- [Task goal] Scan the lines below for the string "pale" and report how many lines contain it, giving only the number.

- [Dataset records]
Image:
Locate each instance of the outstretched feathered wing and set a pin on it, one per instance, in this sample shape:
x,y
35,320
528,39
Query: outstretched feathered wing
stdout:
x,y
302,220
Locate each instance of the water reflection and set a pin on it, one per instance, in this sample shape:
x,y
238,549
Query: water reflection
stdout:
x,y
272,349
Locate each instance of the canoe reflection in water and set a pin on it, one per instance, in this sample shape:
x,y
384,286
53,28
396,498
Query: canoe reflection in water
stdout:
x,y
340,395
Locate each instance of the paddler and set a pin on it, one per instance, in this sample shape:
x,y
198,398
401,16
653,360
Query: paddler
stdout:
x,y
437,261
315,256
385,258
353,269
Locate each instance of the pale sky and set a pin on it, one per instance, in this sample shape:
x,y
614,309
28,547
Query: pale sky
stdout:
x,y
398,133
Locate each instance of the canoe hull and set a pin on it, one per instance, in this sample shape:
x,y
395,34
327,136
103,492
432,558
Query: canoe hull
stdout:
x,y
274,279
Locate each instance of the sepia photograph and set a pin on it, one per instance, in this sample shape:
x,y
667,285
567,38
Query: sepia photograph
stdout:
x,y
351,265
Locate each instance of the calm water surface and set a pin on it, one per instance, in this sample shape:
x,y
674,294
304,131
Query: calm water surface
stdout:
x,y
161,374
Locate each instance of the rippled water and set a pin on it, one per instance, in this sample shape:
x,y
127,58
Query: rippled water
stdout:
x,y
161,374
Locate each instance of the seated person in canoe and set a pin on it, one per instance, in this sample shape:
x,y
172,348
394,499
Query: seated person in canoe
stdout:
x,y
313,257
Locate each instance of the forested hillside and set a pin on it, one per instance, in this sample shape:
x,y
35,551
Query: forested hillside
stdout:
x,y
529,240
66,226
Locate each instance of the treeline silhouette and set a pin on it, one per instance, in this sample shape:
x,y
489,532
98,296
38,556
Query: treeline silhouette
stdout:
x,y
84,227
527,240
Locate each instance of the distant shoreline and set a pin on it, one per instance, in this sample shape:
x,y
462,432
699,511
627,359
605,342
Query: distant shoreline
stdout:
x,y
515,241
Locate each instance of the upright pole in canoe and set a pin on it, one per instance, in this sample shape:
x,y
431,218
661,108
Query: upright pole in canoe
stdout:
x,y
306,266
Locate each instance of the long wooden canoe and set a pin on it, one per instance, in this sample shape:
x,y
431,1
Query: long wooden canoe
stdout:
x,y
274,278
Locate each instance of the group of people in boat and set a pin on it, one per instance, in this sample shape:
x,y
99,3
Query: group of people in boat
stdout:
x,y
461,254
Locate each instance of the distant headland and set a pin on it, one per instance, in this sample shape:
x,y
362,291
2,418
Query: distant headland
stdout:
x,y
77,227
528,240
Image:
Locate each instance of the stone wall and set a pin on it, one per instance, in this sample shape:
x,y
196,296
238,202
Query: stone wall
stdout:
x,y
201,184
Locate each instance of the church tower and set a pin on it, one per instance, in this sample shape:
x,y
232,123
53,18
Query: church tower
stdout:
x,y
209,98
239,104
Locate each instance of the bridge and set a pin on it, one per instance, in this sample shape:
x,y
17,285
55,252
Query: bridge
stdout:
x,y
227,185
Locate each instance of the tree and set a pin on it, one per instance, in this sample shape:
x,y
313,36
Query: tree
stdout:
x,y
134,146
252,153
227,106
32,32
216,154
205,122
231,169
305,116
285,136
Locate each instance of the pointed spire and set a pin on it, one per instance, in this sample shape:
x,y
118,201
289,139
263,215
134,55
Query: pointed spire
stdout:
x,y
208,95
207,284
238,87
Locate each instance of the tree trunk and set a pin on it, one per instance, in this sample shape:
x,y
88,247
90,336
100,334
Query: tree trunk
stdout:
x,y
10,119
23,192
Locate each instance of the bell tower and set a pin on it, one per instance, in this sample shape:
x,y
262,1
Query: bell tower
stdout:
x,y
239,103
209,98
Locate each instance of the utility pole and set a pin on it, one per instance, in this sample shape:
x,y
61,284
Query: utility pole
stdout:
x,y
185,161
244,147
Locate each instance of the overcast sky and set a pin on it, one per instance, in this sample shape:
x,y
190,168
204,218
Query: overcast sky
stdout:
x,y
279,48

- [Solved problem] 2